__READING PASSAGE__.
▼

MANAGEMENT’S DISCUSSION AND ANALYSIS OF RESULTS
OF OPERATIONS AND FINANCIAL CONDITION—(Continued)
     TWC’s capital expenditures included the following major categories (in millions):
                 
    Six Months Ended  
    June 30,  
    2011     2010  
Customer premise equipment(a)
  $ 533     $ 606  
Scalable infrastructure(b)
    376       372  
Line extensions(c)
    141       179  
Upgrades/rebuilds(d)
    42       74  
Support capital(e)
    271       241  
 
           
Total capital expenditures
  $ 1,363     $ 1,472  
 
           
 
(a)   Amounts represent costs incurred in the purchase and installation of equipment that resides at a customer’s home or business for the purpose of receiving/sending video, high-speed data and/or voice signals. Such equipment includes set-top boxes, remote controls, high-speed data modems (including wireless), telephone modems and the costs of installing such new equipment. Customer premise equipment also includes materials and labor costs incurred to install the “drop” cable that connects a customer’s dwelling or business to the closest point of the main distribution network.
(b)   Amounts represent costs incurred in the purchase and installation of equipment that controls signal reception, processing and transmission throughout TWC’s distribution network, as well as controls and communicates with the equipment residing at a customer’s home or business. Also included in scalable infrastructure is certain equipment necessary for content aggregation and distribution (video-on-demand equipment) and equipment necessary to provide certain video, high-speed data and voice service features (voicemail, e-mail, etc.).
(c)   Amounts represent costs incurred to extend TWC’s distribution network into a geographic area previously not served. These costs typically include network design, the purchase and installation of fiber optic and coaxial cable and certain electronic equipment.

▲

__DATA SEGMENT__.
▼

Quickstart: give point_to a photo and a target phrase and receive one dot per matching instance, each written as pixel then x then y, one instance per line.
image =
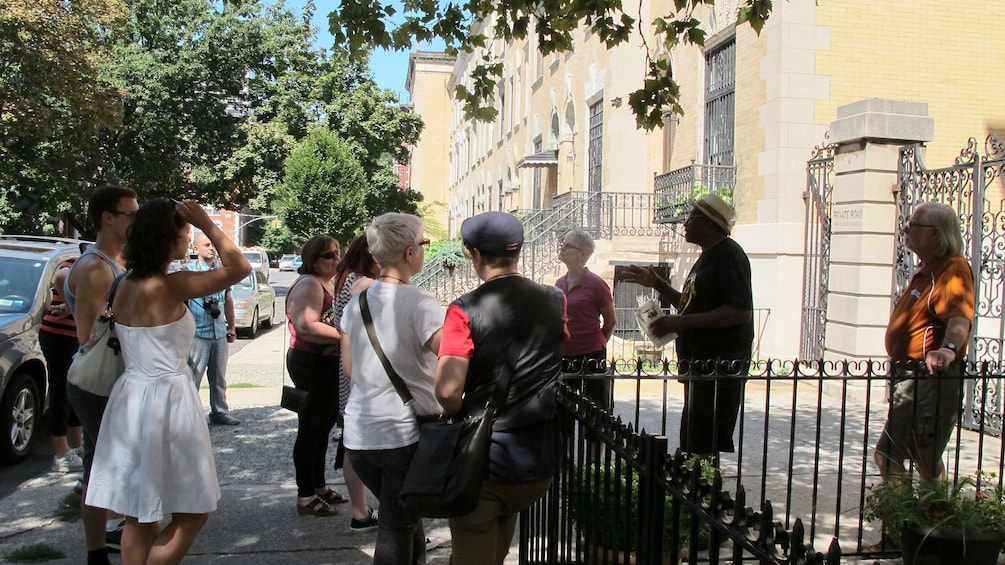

▲

__EXERCISE REQUIREMENTS__.
A - Answer these questions using the capital expenditures excerpt:
(i) What were TWC's total capital expenditures for the six months ended June 30, 2011?
(ii) According to note (a), what does the "drop" cable connect?
(iii) Under note (c), into what kind of area do line extensions extend TWC's distribution network?
B - Return the part of the capital expenditures excerpt starting at "(a)   Amounts" and ending at "main distribution network.".
C - Resume the capital expenditures excerpt from where it stops.

__THE RESULTS__.
A -
(i) $1,363 million.
(ii) A customer's dwelling or business to the closest point of the main distribution network.
(iii) A geographic area previously not served.

B -
(a)   Amounts represent costs incurred in the purchase and installation of equipment that resides at a customer’s home or business for the purpose of receiving/sending video, high-speed data and/or voice signals. Such equipment includes set-top boxes, remote controls, high-speed data modems (including wireless), telephone modems and the costs of installing such new equipment. Customer premise equipment also includes materials and labor costs incurred to install the “drop” cable that connects a customer’s dwelling or business to the closest point of the main distribution network.

C -
(d)   Amounts primarily represent costs incurred to upgrade or replace certain existing components or an entire geographic area of TWC’s distribution network. These costs typically include network design, the purchase and installation of fiber optic and coaxial cable and certain electronic equipment.
(e)   Amounts represent all other capital purchases required to run day-to-day operations. These costs typically include vehicles, land and buildings, computer hardware/software, office equipment, furniture and fixtures, tools and test equipment. Amounts include capitalized software costs of $137 million and $85 million for the six months ended June 30, 2011 and 2010, respectively.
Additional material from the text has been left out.